DIRECTIONS:
1. Transcribe part of the essay excerpt on false self-representation. Begin at the words "Publication: Social Research" and stop after the words "when they don't).(Essay)".
2. Decide whether each statement below agrees with the essay excerpt on false self-representation. Answer yes or no for each one, and quote the words from the essay excerpt that decide it.
(a) Marilee Jones resigned as MIT's dean of admissions in April 2007.
(b) Most of the students in the course said Jones's fabricated resume justified her resignation.
(c) Goffman described a true performance as one that is authorized.
3. Resume the essay excerpt on young people's self-fabrication, picking up after its final sentence.

DOCUMENT TEXT:
-.-.-

Publication: Social Research
Publication Date: 22-DEC-08
Format: Online
Delivery: Immediate Online Access
Full Article Title: When false representations ring true (and when they don't).(Essay)

Article Excerpt
IN APRIL 2007, MARILEE JONES RESIGNED AS MIT'S DEAN OF ADMISSIONS after word reached the administration that she had fabricated part of her resume 28 years earlier (Lewin, 2007: A1). When she first applied for a job at MIT in 1979, Jones had claimed to have earned degrees from three colleges in upstate New York. Yet, there was no record of her having earned a degree from any of the institutions she named. The revelation came as a shock to the MIT community and to those who were familiar with her work as dean of admissions. During the 10 years since she had assumed the position, Jones had tried to discourage parents and students from embellishing their resumes in an effort to appear more attractive to colleges. In her 2006 book, Less Stress, More Success: A New Approach to Guiding Your Teen Through College Admissions and Beyond, Jones urges students to live with integrity and avoid the temptation to cheat. Her message resonated with parents, students, and college admissions administrators and contributed to her popularity in the MIT community.

Jones's resignation coincided with a course that one of this article's authors cotaught in 2007 at a selective liberal arts college. The course, entitled "Meaningful Work in a Meaningful Life," encouraged students to reflect on their approach to work, including critical issues they will likely encounter and difficult decisions they might have to make. The course aimed to provide students with a "toolkit" of concepts that would be useful as they embarked on a life of meaningful work. At the time, we asked the students participating in this course what they thought of Jones's deception. Most of the students asserted that Jones's fabricated resume did not warrant her resignation. They reasoned that she had done exemplary work while serving as the dean of admissions, and she should not have been punished for an act that has become commonplace. When pressed to explain their perspective, our students argued that everyone misrepresents themselves to a certain extent on their resumes. We had not anticipated this response, and we were disturbed to hear the students' casual defense of Jones's actions. Their attitude did not reflect awareness or concern that the falsification of one's credentials is grounds for immediate dismissal at any place of employment, nor were they struck by Jones's clear, if poignant, hypocrisy.

The disjunction between our own interpretation of the Jones story and that of our students heightened our interest in young people's attitudes toward self-fabrication. We began by asking ourselves whether all self-fabrications are necessarily wrong. According to Goffman's (1959) dramaturgic analysis of social life, self-fabrications are normative, not exceptional. We are all putting on a performance to some extent. However, Goffman distinguished between true and false performances, arguing that a true performance is one that is authorized whereas a false performance is not. Since the self is a "collaborative manufacture" between performer and audience, authorization must be a collective act. Individuals cannot be the sole arbiters of their self-performances. It becomes necessary, then, for interacting individuals to find consensus regarding the parameters of authorization. In this paper we seek to identify these parameters through an examination of the causes and consequences of young people's various self-fabrications. In so doing we explore the individual and societal factors that both compel and sanction these fabrications. We argue that there are circumstances under which self-fabrications may have beneficial effects and are, thus, authorized representations of the self. In contrast, a false, or unauthorized self-representation is one that results in harm to the self, to others, and to society.

-.-.-

Dataset records

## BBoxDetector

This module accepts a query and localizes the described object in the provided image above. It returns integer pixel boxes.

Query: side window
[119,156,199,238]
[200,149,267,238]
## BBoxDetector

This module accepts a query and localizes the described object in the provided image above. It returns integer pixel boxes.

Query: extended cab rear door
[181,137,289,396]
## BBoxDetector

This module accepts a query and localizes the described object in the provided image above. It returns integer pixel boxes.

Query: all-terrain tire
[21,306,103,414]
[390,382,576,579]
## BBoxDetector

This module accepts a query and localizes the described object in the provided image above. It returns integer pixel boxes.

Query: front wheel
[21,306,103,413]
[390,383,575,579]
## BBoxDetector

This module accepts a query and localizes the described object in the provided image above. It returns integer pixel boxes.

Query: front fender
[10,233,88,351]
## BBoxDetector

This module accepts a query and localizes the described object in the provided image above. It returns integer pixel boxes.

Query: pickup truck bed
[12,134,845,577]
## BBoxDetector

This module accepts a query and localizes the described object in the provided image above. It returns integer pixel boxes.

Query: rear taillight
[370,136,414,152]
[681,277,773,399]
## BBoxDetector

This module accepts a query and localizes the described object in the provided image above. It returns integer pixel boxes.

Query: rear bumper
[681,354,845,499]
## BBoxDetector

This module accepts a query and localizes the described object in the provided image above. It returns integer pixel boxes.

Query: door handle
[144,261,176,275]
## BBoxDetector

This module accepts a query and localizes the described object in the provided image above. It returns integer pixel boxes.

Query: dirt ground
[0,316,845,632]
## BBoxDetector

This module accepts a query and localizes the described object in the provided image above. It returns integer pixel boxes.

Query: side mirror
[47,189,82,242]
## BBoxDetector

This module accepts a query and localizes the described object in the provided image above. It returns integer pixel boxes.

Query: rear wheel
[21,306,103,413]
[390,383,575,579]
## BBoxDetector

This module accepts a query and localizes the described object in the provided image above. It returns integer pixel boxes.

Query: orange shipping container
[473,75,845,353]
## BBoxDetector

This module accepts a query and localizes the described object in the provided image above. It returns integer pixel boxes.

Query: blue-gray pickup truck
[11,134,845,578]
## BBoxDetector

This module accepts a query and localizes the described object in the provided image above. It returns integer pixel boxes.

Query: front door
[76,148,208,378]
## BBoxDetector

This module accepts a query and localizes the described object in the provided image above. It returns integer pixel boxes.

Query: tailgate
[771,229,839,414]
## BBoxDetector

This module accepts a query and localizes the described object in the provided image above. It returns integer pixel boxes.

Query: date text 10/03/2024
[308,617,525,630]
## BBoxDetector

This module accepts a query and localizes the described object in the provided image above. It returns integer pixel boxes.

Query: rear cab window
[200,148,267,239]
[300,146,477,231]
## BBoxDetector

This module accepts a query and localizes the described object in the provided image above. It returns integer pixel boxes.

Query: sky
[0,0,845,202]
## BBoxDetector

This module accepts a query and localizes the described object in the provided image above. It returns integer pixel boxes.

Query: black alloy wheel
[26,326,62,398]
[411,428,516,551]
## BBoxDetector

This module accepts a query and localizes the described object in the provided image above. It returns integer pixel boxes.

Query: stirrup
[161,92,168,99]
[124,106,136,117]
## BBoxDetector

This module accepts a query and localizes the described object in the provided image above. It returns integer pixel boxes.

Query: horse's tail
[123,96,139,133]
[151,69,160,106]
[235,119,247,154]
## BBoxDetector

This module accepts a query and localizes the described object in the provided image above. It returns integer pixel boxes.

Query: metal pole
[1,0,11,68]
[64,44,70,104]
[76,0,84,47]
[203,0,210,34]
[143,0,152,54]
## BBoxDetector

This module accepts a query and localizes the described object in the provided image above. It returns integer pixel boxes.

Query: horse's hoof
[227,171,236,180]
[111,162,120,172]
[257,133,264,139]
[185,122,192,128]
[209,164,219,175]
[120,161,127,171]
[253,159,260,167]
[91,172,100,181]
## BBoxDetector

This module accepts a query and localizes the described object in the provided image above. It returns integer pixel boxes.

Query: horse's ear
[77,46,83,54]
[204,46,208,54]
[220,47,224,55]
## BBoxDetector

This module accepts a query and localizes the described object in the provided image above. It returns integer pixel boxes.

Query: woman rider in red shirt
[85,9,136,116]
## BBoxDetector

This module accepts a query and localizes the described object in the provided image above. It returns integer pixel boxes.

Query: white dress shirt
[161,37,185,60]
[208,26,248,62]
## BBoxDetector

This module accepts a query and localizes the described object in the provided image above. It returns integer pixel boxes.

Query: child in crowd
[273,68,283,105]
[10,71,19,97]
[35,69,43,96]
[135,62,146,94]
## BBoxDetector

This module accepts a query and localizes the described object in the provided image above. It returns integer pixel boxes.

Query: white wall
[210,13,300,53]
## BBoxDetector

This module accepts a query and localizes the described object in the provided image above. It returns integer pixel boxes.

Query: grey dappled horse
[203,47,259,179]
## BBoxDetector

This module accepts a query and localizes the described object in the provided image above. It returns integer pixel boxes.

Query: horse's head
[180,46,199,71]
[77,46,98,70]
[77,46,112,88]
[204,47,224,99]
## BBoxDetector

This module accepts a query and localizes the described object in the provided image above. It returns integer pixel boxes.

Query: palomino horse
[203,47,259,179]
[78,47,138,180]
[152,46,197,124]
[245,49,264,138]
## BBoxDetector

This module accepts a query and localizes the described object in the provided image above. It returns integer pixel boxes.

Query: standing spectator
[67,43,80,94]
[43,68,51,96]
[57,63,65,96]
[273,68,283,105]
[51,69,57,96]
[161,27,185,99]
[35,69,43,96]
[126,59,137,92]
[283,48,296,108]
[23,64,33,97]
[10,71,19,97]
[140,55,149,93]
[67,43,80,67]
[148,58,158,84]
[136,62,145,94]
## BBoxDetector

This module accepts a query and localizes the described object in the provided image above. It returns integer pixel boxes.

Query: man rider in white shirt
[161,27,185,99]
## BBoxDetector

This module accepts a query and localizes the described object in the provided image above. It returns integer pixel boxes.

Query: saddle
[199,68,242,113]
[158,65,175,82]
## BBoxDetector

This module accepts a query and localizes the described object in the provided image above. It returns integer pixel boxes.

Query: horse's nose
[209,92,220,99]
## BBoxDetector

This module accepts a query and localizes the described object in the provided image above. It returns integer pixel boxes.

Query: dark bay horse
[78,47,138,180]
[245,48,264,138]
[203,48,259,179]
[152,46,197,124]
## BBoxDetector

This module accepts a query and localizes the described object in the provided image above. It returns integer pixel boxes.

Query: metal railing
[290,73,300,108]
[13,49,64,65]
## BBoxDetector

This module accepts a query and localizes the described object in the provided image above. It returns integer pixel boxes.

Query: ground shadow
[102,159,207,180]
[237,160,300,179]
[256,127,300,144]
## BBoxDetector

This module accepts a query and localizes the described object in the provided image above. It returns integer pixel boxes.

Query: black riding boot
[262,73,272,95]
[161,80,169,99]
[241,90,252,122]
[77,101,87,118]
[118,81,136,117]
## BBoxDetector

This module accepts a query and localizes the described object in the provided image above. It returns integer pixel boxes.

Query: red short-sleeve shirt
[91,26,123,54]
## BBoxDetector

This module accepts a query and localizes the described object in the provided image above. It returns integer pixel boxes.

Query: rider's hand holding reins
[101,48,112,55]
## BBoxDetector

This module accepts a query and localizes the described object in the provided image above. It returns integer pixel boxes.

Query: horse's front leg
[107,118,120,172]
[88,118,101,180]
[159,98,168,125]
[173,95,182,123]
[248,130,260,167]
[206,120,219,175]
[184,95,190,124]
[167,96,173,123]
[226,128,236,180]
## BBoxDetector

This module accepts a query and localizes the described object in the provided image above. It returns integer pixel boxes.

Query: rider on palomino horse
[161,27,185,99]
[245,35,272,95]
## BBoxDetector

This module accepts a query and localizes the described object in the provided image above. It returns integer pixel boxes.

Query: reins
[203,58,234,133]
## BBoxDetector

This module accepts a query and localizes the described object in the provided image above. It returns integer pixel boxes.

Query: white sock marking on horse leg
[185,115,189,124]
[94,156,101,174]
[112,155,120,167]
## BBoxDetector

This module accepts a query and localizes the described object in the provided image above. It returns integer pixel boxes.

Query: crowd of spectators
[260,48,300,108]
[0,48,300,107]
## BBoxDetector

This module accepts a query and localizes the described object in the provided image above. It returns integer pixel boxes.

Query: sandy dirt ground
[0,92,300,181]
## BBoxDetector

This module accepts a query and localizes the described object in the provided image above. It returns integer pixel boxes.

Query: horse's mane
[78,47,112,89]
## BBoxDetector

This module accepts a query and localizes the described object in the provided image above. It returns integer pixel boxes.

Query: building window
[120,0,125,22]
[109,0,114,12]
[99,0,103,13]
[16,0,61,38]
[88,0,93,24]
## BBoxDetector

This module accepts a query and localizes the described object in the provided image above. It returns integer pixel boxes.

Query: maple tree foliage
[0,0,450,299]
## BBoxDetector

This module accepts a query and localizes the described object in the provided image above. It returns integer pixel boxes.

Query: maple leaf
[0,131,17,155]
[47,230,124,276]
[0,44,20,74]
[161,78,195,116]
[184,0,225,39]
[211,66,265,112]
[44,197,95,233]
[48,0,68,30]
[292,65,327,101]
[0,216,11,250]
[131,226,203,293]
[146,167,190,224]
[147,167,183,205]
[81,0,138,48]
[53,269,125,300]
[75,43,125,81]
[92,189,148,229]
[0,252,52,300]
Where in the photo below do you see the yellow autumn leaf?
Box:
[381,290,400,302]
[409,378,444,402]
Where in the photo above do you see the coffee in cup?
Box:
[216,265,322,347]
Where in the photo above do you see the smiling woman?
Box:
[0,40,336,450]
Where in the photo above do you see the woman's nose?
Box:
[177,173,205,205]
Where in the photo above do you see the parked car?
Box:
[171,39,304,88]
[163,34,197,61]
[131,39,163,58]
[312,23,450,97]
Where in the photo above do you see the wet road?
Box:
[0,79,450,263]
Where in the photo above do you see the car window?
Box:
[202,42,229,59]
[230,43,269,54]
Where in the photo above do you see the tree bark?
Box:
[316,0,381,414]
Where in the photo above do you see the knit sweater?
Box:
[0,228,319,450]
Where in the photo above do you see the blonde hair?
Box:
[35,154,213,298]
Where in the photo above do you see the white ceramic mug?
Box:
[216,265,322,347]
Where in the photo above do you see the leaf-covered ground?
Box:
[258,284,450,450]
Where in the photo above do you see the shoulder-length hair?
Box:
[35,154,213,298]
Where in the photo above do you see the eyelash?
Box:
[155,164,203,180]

-.-.-

ANSWERS PER TASK:
1.
Publication: Social Research
Publication Date: 22-DEC-08
Format: Online
Delivery: Immediate Online Access
Full Article Title: When false representations ring true (and when they don't).(Essay)

2.
(a) Yes: "IN APRIL 2007, MARILEE JONES RESIGNED AS MIT'S DEAN OF ADMISSIONS"
(b) No: "Most of the students asserted that Jones's fabricated resume did not warrant her resignation."
(c) Yes: "arguing that a true performance is one that is authorized whereas a false performance is not"

3.
THE HUMAN NATURE OF SELF-FABRICATIONS

Goffman (1959) explained that in any given social situation we do not have access to all of the facts, in part because we cannot know another person's innermost thoughts and feelings. We must therefore rely on representations of reality rather than on the reality itself. As manmade substitutes of reality, representations are open to manipulation. Taking a dramaturgic perspective, Goffman argued that we stage our self-performances in order to manage the impressions that others form of us. He described the self as a product, not a cause, of the scene that a performer creates. The self is the character that the performer plays. It arises as the performance is recognized by the audience. Thus, the self does not exist within the individual. It is, rather, a "collaborative manufacture" between performer and audience. Goffman extended his theater metaphor further by distinguishing between the "front region" and the "back region" of a self-performance. The performance takes place in the front region and the audience interprets its meaning. The performer works in the back region to construct the scene, drawing on the tools at his or her disposal to produce the desired impression.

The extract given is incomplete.